[Image object location entries]
....................

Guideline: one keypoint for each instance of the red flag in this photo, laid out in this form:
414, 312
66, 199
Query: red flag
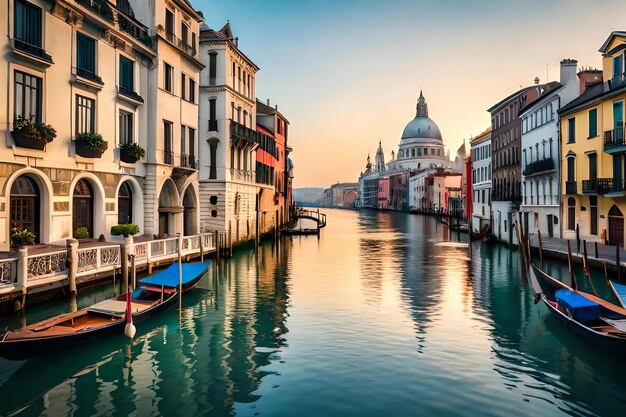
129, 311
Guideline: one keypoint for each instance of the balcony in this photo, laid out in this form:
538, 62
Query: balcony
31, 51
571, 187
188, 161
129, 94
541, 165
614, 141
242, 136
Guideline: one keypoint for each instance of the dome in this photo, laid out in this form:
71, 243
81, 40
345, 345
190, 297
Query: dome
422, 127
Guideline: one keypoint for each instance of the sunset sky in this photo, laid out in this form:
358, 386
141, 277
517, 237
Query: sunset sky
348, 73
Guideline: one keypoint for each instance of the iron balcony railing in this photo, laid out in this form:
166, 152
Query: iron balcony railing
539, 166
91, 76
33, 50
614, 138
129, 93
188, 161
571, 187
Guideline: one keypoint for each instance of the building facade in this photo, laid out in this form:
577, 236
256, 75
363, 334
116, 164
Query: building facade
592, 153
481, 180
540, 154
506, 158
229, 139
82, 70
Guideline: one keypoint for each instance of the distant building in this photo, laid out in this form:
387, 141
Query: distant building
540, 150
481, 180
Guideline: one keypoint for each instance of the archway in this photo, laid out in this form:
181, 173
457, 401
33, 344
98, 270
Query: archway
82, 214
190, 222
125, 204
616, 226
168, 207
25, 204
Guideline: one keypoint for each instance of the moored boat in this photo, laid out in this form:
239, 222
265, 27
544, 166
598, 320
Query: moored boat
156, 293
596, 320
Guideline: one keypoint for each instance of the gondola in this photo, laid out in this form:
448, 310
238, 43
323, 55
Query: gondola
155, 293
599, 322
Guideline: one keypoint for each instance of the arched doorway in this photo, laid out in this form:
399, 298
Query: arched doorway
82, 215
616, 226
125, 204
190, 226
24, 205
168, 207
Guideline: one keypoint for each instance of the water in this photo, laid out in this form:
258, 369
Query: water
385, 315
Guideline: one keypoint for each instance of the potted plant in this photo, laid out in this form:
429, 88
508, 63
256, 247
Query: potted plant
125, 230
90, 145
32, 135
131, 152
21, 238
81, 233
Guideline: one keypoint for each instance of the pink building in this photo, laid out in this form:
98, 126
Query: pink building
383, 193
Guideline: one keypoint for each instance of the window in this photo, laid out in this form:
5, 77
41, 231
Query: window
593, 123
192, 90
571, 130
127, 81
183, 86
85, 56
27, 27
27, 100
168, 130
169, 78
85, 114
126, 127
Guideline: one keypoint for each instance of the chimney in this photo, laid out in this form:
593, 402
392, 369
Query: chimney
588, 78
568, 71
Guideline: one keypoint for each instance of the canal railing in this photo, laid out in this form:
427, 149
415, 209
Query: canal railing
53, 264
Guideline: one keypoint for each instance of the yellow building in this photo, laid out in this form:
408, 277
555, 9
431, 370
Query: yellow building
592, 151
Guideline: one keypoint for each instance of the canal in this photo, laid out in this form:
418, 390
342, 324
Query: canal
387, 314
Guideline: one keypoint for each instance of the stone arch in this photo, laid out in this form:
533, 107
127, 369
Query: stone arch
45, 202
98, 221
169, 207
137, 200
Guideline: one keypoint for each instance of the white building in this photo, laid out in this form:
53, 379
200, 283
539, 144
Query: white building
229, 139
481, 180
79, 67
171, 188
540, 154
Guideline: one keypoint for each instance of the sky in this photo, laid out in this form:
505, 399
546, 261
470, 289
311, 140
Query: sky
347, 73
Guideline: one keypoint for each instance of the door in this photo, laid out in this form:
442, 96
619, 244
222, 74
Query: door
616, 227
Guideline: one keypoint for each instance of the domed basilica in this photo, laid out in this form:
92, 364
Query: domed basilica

....................

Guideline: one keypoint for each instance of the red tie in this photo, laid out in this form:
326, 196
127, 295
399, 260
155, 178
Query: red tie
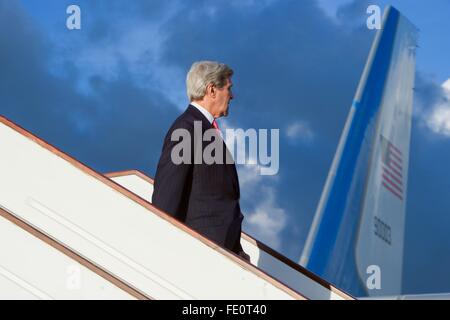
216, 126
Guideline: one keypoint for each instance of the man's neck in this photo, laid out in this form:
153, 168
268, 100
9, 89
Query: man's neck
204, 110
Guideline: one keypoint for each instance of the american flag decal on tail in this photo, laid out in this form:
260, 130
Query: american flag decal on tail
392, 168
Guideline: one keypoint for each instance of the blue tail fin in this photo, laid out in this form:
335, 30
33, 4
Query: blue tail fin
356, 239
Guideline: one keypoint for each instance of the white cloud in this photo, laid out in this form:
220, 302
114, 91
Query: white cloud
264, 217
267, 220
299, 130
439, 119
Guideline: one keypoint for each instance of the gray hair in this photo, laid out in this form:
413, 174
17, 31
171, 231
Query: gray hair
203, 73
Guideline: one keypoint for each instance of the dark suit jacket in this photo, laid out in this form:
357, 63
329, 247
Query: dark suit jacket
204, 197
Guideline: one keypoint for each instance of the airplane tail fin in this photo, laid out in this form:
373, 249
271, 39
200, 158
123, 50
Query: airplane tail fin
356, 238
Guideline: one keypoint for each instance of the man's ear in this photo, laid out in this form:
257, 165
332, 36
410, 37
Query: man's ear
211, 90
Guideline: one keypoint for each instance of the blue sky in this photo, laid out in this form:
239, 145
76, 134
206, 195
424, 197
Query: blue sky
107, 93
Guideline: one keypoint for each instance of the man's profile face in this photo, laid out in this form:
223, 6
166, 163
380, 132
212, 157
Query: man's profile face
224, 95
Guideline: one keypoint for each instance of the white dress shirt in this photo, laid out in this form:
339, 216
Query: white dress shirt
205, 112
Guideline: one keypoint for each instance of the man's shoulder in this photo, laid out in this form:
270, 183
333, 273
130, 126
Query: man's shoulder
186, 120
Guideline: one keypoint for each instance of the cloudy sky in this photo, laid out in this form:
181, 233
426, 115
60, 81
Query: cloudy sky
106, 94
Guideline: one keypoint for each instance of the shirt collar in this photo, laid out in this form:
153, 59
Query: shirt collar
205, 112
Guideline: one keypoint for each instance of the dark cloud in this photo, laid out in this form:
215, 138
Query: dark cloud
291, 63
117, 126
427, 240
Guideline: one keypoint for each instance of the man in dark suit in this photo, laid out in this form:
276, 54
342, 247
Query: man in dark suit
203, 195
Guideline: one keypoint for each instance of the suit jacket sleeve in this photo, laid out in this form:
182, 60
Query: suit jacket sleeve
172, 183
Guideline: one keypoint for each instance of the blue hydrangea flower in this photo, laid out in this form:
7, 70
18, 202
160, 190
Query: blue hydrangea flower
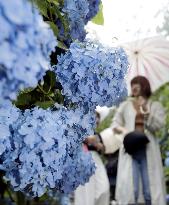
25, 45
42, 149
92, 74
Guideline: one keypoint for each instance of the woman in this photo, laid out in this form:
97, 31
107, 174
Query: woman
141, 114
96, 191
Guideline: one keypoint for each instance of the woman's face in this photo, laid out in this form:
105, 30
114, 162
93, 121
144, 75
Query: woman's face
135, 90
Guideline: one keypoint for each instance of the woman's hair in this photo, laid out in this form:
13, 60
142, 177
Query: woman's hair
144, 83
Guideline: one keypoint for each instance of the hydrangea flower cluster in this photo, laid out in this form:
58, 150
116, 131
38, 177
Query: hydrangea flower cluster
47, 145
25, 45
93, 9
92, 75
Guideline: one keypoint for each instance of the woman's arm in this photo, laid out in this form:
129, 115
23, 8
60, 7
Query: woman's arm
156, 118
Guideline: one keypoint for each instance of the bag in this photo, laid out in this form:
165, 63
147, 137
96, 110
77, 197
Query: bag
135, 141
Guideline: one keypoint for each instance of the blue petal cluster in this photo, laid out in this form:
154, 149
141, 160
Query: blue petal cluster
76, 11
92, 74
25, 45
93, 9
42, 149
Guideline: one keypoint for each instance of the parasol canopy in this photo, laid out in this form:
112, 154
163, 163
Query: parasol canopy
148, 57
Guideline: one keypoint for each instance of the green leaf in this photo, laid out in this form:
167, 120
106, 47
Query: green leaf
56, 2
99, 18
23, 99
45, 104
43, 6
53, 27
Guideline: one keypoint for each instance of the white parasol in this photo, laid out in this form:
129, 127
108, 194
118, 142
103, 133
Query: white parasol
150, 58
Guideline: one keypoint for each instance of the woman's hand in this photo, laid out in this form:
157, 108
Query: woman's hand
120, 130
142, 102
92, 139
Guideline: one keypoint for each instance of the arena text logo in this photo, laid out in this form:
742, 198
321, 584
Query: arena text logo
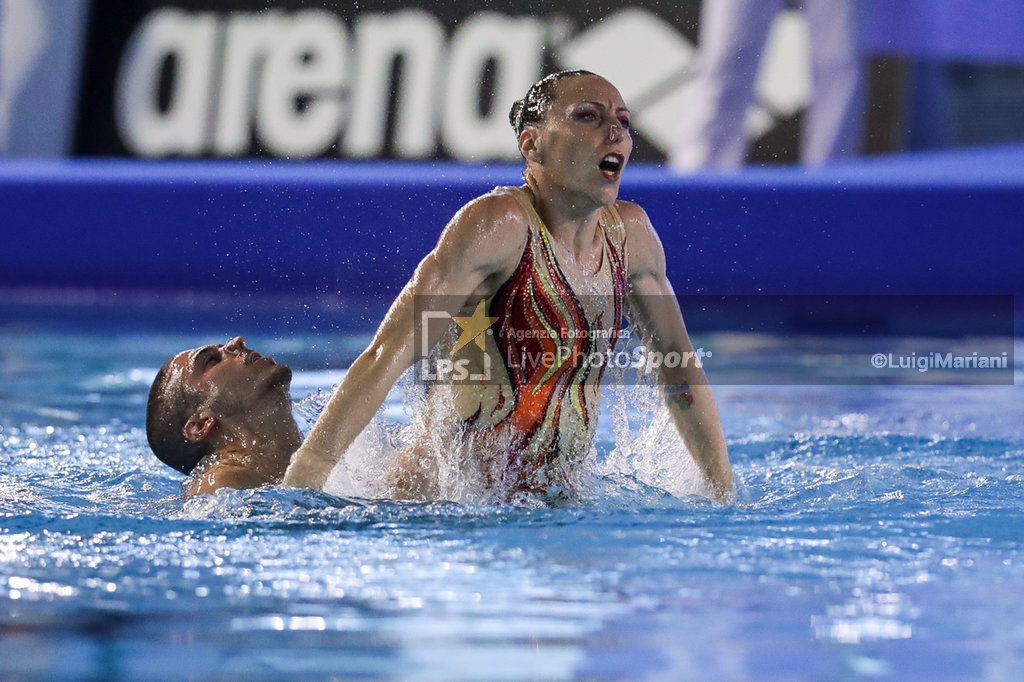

....................

Reproduce the records from the line containing "Guideline: one keypoint for each instance of the hydrangea" through the line containing "Query: arena text logo", including both of those lines, keeping every line unchanged.

» Finished answer
Guideline: one keypoint for each instance of the hydrangea flower cluster in this photo, laid out in this form:
58, 150
116, 131
38, 177
Query: hydrangea flower cluster
47, 145
25, 45
93, 9
92, 75
Guideline: one keypoint for each instance of the woman's arm in this photo, laid out in this form:
129, 115
23, 8
60, 7
Query: woman's arm
156, 118
Guideline: one keypoint for each instance of the bag in this photo, laid out in this form:
165, 63
147, 137
96, 110
77, 197
Query: bag
135, 141
Guideline: one keypoint for each instance of the blue petal cluster in this photo, laid out in this form:
154, 149
141, 160
Query: blue petal cluster
76, 11
92, 74
25, 45
93, 9
42, 149
Guideline: one keypoint for each instance of the parasol canopy in this photo, laid out in this form:
112, 154
163, 163
Query: parasol canopy
148, 57
Guideline: one keypoint for each instance of the green leaf in this photo, laid out in this form:
167, 120
106, 47
Query: green leaf
56, 2
99, 18
23, 99
45, 104
43, 6
53, 27
Guideline: one keypoint for each instance of the white parasol in this photo, laid out in this form:
129, 127
108, 194
118, 142
103, 133
Query: white parasol
150, 58
Guideline: one keypoint for each instance of the woman's hand in this photo, laid out in this form:
157, 108
Query: woman's hand
120, 130
142, 102
92, 139
Guideline: one keypoint for each instance of the arena text logo in this photo, laid out in this form:
742, 198
321, 584
Query: arena text logo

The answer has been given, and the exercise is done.